▶ _TASK INSTRUCTIONS_: Only the lines of the data below from the one with "like x=425 y=241." through the one with "Target: green tree" are wanted. Repeat them exactly.

* * * *

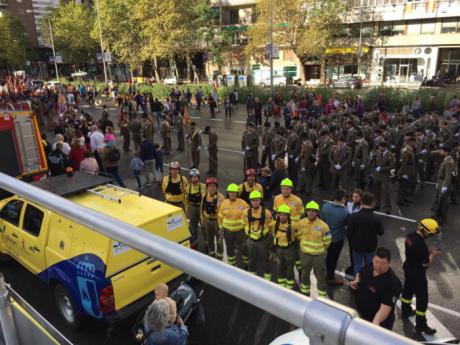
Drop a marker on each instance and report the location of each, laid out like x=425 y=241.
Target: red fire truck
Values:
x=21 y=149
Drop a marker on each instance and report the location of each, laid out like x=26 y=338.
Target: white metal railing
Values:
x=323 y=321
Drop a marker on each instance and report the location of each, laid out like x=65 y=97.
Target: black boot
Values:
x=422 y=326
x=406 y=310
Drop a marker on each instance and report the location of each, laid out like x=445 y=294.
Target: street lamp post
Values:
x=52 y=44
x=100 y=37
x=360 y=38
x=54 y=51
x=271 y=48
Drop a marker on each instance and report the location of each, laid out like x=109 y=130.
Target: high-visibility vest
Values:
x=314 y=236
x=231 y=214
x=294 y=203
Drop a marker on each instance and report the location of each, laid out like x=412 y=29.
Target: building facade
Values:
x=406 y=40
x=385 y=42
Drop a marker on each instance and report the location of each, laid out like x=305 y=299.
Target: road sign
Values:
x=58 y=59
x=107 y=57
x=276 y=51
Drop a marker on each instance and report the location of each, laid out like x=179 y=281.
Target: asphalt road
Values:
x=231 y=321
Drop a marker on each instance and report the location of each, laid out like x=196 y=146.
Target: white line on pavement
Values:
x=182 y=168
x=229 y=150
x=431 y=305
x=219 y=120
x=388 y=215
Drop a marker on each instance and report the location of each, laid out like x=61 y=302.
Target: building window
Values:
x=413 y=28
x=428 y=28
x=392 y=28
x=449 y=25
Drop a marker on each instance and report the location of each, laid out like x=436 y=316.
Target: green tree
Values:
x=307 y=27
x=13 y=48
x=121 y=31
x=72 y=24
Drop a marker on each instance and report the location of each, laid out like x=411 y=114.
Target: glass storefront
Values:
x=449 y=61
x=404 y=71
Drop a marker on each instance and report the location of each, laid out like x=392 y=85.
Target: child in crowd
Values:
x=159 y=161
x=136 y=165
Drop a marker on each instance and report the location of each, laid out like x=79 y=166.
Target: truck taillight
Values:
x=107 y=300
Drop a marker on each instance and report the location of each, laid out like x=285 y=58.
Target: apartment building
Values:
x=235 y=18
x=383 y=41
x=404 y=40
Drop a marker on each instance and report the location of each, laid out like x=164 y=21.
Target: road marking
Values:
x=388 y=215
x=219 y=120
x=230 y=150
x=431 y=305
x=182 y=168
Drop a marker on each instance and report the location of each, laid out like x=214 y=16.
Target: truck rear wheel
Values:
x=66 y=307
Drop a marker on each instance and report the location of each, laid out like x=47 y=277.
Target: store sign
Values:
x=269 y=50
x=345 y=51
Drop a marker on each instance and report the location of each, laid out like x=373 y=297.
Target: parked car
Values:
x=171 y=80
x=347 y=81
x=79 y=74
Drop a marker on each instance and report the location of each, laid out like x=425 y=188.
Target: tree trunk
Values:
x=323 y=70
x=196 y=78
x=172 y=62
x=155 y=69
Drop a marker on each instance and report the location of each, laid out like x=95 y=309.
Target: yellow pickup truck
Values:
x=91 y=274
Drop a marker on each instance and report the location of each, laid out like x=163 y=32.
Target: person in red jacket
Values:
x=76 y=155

* * * *

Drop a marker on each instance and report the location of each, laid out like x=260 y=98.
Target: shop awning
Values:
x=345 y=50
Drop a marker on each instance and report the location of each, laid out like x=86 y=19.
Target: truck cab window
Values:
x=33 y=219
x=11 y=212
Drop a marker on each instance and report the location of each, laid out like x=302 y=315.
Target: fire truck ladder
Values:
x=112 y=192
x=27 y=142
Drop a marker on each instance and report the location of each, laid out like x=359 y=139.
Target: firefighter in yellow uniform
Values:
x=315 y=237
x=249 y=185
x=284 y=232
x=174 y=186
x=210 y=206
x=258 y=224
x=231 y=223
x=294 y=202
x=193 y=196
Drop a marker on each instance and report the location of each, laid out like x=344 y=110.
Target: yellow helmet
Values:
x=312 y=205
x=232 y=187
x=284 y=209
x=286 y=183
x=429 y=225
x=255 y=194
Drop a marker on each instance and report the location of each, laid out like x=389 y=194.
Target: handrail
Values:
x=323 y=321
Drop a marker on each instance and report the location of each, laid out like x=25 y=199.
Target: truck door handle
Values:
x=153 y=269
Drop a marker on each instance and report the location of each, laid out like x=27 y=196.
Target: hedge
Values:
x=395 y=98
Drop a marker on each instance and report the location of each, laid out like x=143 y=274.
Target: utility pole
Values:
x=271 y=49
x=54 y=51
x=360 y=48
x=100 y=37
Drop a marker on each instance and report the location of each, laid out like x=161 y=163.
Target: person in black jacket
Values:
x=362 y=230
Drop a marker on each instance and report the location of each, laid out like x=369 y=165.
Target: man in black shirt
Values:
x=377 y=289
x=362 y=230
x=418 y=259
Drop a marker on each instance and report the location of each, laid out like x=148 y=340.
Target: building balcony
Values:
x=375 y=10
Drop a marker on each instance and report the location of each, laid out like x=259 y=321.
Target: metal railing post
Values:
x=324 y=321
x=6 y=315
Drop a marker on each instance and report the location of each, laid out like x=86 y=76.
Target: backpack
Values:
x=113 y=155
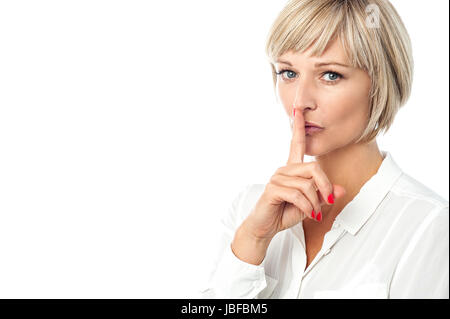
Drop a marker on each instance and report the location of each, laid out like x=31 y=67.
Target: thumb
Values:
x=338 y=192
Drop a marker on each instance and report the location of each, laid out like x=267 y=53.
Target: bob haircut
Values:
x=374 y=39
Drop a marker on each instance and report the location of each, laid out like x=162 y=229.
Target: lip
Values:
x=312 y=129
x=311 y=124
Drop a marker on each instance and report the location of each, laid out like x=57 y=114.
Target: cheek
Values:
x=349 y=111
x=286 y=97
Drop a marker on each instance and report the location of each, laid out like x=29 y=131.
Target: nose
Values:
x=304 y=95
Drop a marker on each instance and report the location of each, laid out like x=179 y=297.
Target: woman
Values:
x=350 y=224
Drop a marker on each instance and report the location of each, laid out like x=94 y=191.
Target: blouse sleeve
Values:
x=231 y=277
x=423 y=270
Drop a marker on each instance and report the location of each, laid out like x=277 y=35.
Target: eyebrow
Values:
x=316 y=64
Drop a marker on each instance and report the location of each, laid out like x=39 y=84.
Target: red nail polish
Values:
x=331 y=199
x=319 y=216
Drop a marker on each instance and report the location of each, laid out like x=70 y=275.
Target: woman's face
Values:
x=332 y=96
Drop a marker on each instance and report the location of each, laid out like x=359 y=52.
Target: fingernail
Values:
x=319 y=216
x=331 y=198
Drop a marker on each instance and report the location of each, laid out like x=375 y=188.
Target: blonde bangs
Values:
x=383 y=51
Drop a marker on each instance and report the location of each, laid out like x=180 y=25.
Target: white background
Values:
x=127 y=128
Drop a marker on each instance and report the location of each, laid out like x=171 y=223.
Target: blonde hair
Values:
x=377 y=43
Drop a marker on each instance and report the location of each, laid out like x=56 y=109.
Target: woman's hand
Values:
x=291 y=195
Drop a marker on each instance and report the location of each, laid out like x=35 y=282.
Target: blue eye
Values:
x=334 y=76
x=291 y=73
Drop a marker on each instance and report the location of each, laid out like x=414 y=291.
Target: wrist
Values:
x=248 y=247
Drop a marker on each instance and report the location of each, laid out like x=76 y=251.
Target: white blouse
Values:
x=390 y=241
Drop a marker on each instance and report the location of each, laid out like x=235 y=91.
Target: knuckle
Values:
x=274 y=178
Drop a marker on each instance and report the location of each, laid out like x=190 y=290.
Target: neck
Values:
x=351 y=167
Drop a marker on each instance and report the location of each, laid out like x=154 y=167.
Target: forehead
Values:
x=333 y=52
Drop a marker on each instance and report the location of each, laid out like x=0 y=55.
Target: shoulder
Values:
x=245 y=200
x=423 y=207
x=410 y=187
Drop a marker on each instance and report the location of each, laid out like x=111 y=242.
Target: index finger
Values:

* * * *

▶ _ANSWER TO THE PROBLEM_:
Drop a marker on each instance and report the location of each, laid out like x=425 y=241.
Target: red fire truck
Values:
x=21 y=149
Drop a marker on each instance and report the location of each, laid out like x=26 y=338.
Target: white metal railing
Values:
x=323 y=321
Drop a marker on each instance and report the location of each, laid out like x=65 y=97.
Target: black boot
Values:
x=422 y=326
x=406 y=310
Drop a marker on each instance and report the location of each, laid out like x=445 y=294.
Target: street lamp post
Values:
x=52 y=44
x=100 y=37
x=360 y=38
x=54 y=51
x=271 y=48
Drop a marker on each instance and report the location of each, laid out like x=109 y=130.
Target: high-visibility vest
Values:
x=314 y=236
x=231 y=214
x=294 y=203
Drop a marker on each instance and report the location of each, laid out like x=412 y=29.
Target: building facade
Values:
x=406 y=40
x=385 y=42
Drop a marker on each instance and report the location of each, laid out like x=305 y=299.
Target: road sign
Values:
x=58 y=59
x=107 y=57
x=276 y=51
Drop a marker on each instance and report the location of each, laid out like x=179 y=281.
Target: asphalt road
Values:
x=231 y=321
Drop a marker on each instance and report the location of each, laid out like x=196 y=146.
Target: white line on pavement
Values:
x=182 y=168
x=229 y=150
x=431 y=305
x=219 y=120
x=388 y=215
Drop a marker on each instance and report the location of each, laid out like x=61 y=302.
Target: building window
Values:
x=413 y=28
x=428 y=28
x=392 y=28
x=449 y=25
Drop a marker on each instance and report the location of each, laid out like x=436 y=316.
Target: green tree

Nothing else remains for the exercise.